| Goal |
Continue the service record of the 40th Massachusetts Infantry from its last line.

| Passage to read |
▬▬▬▬▬▬

In December, the Army of the James was reorganized into XXIV and XXV Corps. The 40th found itself in the 3rd Brigade, 3rd Division, XXIV Corps. It remained with this organization through the end of hostilities. The regiment continued in the lines until the fall of Petersburg and the evacuation of Richmond on 2 April. Occupying Richmond on the 3 April, it moved to the outskirts of the city where it was on the day the war ended.

The 40th Massachusetts Infantry mustered out of service on June 16, 1865, and was discharged at Readville, Massachusetts on June 30, 1865.

==Detailed service==

===1862===
- Moved to Washington, D.C., September 8–11.
- Duty in the defenses of Washington, D.C., until April 1863.
- Expedition to Mill's Cross Roads after Stuart's Cavalry December 28–29, 1862.

===1863===
- Picket duty on the Columbia Pike February 12 to March 30, 1863
- At Vienna until April 11.
- Moved to Norfolk, then to Suffolk April 15–17.
- Siege of Suffolk April 17 – May 4.
- Siege of Suffolk raised May 4.
- Moved to West Point May 5, then to Yorktown May 31.
- Raid to Jamestown Island June 10–13.
- Dix's Peninsula Campaign June 24 – July 7.
- Expedition from White House to Bottom's Bridge July 1–7.
- Baltimore Cross Roads July 2.
- Moved to Washington, D.C., July 10–11.
- March in pursuit of Lee, to Berlin, Md., July 13–22.
- Moved to Alexandria August 6, then sailed to Folly Island, South Carolina, August 7–13.
- Siege operations on Folly and Morris Islands against Forts Wagner and Gregg, and against Fort Sumter and Charleston, August 15 – November 13.

▬▬▬▬▬▬

| Excerpted records |
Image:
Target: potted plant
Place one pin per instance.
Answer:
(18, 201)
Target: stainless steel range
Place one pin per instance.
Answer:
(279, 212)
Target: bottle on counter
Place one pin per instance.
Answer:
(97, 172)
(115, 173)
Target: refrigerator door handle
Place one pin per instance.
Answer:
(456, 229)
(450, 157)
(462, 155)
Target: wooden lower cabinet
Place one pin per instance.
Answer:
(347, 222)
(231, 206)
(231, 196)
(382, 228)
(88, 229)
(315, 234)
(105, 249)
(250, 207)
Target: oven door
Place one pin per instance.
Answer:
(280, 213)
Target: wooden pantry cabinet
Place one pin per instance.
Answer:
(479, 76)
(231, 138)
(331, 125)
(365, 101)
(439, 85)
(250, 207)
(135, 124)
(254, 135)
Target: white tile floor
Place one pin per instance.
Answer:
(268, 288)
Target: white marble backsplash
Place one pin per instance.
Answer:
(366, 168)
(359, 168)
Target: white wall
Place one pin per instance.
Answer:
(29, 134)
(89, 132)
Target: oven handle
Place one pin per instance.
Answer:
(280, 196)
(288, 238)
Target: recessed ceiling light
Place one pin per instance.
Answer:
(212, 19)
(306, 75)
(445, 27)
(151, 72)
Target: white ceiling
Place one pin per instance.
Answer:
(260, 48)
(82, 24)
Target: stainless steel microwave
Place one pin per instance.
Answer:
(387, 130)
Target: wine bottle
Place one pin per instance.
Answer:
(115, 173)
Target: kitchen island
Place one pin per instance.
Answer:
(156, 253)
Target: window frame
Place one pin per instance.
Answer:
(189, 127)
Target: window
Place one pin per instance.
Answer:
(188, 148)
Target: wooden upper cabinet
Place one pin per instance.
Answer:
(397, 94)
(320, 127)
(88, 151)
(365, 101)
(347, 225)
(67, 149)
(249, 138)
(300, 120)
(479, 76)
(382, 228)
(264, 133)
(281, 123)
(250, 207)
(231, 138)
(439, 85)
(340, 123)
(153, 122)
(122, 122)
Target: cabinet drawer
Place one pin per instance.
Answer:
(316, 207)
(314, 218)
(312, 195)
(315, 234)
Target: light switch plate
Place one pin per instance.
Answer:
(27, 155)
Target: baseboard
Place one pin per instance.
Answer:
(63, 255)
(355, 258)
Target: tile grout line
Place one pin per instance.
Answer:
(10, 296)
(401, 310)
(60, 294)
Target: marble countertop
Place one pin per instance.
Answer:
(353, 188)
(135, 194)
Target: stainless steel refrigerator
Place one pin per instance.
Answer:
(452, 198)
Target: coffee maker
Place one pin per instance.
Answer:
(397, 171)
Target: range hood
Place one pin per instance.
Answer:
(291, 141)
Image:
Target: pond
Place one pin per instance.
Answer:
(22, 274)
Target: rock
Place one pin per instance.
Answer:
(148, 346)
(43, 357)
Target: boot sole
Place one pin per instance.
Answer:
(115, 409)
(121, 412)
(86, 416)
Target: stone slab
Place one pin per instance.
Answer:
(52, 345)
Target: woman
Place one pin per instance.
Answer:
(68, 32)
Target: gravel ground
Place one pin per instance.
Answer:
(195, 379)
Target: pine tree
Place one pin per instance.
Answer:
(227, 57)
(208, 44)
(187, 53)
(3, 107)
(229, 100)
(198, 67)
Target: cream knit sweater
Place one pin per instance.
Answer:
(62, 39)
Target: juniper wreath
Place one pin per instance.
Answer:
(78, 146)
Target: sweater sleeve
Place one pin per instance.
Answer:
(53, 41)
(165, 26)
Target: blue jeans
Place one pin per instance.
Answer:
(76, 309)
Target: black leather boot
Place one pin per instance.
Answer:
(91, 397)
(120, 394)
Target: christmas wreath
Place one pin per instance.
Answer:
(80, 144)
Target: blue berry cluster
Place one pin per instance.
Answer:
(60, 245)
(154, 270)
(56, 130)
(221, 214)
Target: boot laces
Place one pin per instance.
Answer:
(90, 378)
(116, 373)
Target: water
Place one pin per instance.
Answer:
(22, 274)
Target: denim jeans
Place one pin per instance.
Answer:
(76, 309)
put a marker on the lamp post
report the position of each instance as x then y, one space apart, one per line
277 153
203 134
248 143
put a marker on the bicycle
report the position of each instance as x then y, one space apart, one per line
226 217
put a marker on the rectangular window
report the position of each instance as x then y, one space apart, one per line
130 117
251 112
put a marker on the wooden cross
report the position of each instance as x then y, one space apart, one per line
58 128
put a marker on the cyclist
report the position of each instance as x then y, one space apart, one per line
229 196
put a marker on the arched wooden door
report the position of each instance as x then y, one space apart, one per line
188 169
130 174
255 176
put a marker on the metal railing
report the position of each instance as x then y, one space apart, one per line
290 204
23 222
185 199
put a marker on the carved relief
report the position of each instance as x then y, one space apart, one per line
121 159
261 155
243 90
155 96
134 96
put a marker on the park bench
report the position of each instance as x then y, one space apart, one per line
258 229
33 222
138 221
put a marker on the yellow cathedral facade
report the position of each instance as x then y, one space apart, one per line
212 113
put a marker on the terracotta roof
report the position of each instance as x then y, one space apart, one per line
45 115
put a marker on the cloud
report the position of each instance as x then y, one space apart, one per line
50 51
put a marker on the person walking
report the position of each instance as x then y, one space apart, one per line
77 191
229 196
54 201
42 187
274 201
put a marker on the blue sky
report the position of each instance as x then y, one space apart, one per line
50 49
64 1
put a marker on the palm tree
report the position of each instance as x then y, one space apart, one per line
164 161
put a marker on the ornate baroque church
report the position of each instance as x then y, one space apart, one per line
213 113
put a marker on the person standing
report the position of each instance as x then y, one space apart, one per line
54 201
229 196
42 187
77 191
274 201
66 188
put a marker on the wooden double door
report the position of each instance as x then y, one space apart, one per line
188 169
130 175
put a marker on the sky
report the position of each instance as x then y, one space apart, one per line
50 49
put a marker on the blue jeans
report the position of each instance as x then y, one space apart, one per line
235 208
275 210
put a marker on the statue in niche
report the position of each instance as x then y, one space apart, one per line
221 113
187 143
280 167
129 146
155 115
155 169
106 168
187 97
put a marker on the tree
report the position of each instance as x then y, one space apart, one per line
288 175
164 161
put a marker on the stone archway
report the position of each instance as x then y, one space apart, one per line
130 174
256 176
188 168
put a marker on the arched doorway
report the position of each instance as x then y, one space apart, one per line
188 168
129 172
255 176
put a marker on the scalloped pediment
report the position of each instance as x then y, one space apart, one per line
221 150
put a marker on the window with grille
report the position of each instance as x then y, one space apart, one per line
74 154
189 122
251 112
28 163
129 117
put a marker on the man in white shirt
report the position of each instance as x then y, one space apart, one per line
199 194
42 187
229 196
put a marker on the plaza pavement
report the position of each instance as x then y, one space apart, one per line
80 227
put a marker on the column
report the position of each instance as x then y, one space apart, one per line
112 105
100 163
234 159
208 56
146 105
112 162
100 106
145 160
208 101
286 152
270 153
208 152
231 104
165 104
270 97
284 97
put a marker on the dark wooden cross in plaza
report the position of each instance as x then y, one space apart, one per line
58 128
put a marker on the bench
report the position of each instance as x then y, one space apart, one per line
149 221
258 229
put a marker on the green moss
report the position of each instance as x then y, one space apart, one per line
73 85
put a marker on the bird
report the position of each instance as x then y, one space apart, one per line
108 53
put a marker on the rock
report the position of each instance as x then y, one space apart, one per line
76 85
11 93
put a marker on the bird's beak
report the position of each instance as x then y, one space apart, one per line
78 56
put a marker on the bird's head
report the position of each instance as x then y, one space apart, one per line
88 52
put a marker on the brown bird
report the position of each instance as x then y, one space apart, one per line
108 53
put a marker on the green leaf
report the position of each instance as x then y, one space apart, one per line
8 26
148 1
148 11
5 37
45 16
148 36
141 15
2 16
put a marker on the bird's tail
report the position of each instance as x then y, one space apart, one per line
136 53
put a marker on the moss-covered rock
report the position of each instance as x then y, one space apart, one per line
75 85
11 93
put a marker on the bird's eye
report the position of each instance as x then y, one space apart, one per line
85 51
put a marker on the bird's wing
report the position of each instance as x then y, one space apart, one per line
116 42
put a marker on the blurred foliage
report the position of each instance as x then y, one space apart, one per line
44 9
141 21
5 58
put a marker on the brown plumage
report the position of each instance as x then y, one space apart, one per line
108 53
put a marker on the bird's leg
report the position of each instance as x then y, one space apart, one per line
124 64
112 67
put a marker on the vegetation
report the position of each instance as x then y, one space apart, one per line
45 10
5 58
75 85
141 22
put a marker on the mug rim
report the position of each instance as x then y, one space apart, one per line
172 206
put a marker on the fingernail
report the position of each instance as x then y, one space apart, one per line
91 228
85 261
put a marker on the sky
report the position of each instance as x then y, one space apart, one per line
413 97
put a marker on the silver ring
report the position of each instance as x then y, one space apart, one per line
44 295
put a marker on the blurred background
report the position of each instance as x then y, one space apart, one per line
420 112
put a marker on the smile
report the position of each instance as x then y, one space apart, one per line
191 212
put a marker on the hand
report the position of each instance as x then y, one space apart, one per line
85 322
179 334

▬▬▬▬▬▬

| Output of the exercise |
- Expedition to Seabrook Island November 13–15.
- Duty at Folly Island until January 16, 1864.

===1864===
- Moved to Hilton Head, South Carolina, January 16.
- Expedition to Jacksonville, Florida, February 4–7, and to Lake City, Fla., February 7–22.
- Ten Mile Run near Camp Finnegan February 8.
- Barber's Place February 10.
- Lake City February 11.
- Gainesville February 14 (Companies C, G, and H).
- Battle of Olustee February 20.
- McGirt's Creek March 1.
- Cedar Creek March 1.
- Duty at Jacksonville until April 22.
- Moved to Gloucester Point April 22–28.
- Expedition to West Point April 30 – May 5.
- Butler's operations on the south side of the James River and against Petersburg and Richmond May 5–28.
- Swift Creek or Arrowfield Church May 9–10.
- Operations against Fort Darling May 12–16.
- Battle of Drewry's Bluff May 14–16.
- On Bermuda Hundred Front May 17–28.
- Moved to White House, then to Cold Harbor May 28-June 1.
- Cold Harbor June 1–12.
- Before Petersburg June 15–18.
- Siege operations against Petersburg and Richmond June 16, 1864, to April 2, 1865.
- Hares Hill June 24 and 28. Mine Explosion, Petersburg, July 30, 1864 (reserve).
- In the trenches before Petersburg until August 27.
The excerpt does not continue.